◆ **REQUIRED ACTION**
Within the entries that follow, show each line where the word "grey" occurs.

◆ **EXTRACTED INFORMATION**

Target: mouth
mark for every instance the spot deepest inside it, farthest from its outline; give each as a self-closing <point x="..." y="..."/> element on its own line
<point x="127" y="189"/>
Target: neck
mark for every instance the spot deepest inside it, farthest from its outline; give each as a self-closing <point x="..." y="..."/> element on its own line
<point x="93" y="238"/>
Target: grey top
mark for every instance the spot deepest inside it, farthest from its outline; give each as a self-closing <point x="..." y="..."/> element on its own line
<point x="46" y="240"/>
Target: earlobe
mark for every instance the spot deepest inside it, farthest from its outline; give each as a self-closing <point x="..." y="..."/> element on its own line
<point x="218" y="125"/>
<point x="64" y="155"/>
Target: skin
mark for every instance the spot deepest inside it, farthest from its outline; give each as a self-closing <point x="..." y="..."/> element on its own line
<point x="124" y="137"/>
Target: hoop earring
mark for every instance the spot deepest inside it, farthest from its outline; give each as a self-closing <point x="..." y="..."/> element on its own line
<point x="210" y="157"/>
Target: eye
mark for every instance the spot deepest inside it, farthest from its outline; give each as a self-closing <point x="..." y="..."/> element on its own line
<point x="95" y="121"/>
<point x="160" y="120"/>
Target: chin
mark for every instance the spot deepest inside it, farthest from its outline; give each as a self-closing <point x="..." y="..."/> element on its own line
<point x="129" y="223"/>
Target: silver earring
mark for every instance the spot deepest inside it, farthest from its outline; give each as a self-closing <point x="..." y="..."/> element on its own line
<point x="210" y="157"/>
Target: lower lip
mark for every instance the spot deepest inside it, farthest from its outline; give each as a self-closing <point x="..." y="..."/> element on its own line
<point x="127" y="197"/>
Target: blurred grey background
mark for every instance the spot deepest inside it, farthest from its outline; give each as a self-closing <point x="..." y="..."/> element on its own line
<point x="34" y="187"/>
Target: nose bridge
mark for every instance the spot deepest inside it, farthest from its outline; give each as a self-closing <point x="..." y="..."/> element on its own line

◆ **COMPLETED EXERCISE**
Target: grey top
Target: blurred grey background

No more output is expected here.